## WHAT IS EXPECTED
Please reproduce, exactly and with nothing added, the line containing "Reviewer note: check that each instance of the lawn" and every line after it to the end of the records.

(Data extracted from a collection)
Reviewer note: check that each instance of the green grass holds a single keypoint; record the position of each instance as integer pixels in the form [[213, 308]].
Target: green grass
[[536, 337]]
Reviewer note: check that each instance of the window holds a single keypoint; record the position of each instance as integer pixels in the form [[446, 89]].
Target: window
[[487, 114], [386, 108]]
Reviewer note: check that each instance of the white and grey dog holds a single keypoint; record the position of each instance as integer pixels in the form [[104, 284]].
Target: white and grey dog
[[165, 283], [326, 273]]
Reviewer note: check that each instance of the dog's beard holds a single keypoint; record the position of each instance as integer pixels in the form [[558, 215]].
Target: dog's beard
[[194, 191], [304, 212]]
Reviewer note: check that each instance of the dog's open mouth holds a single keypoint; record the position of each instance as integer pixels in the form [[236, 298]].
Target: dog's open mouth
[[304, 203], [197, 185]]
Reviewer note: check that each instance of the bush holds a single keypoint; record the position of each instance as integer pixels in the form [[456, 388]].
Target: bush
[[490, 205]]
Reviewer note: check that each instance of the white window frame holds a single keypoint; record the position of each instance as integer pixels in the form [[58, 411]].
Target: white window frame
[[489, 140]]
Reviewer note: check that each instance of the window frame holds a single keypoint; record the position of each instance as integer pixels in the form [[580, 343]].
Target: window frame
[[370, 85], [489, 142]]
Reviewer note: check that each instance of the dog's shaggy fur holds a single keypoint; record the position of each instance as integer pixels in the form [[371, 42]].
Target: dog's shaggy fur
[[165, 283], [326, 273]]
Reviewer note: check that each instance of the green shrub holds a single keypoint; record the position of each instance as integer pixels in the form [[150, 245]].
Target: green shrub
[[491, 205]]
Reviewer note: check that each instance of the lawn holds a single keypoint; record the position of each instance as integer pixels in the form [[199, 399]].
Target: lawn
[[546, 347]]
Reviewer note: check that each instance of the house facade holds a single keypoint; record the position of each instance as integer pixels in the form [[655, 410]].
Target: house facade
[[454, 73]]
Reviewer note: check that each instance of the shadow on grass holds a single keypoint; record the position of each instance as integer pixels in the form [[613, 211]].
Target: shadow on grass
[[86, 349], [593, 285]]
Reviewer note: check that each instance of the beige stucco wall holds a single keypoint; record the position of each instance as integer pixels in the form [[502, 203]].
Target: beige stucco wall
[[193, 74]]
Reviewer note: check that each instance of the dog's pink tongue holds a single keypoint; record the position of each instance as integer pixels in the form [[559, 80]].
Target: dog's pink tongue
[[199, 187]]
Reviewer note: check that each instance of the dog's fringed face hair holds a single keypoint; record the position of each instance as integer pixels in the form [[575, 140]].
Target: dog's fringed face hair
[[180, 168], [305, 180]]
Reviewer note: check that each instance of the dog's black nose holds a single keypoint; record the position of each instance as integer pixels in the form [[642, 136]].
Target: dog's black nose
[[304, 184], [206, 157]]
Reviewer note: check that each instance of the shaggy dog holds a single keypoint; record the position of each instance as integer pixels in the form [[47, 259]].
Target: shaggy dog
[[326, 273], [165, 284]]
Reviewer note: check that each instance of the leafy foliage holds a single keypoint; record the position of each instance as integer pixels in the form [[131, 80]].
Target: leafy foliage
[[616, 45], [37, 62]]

## YOUR SOLUTION
Reviewer note: check that each instance of the lawn holds a single keypoint; record the position of each instance as integer pixels in the form [[199, 399]].
Target: lawn
[[546, 347]]
Reviewer note: check that each instance of the house facade holds a single keypoint; record the position of each instance as integer pixels in the form [[655, 410]].
Target: house facade
[[454, 73]]
Reviewer note: check that each instance of the shadow on grass holds a single keypoint; record the position of each instance as integer pixels in the form [[613, 211]].
Target: shadow on grass
[[86, 349], [593, 285]]
Reviewer note: check that each instance of the beige stucco wall holds a single keypoint; record the position of each instance as integer pixels in the form [[502, 203]].
Target: beige stucco wall
[[193, 74]]
Reviewer note: check that each instance of the dog's pink tongue holds a single keypoint; record the position of each instance as integer pixels in the form [[559, 80]].
Target: dog's pink tongue
[[199, 187]]
Reviewer note: check that each instance of the dog's fringed face hair holds a single keypoint; record the position of each instance as integer pixels in the form [[575, 140]].
Target: dog's fringed face hair
[[180, 168], [305, 180]]
Reviewer note: check that each instance of the dog's black nose holds a single keypoint; record the position of each instance as integer pixels in the form [[642, 136]].
Target: dog's black nose
[[304, 184], [206, 157]]
Reviewer note: check that each instance of the shaggy dog holds a single keypoint; record the position of each instance as integer pixels in the form [[47, 259]].
Target: shaggy dog
[[326, 273], [165, 284]]
Reviewer note: check that each instance of the leafy foliage holds a single keypoint; record the position of each instance as integer pixels in the form [[131, 80]].
Target: leafy foliage
[[616, 45], [37, 62]]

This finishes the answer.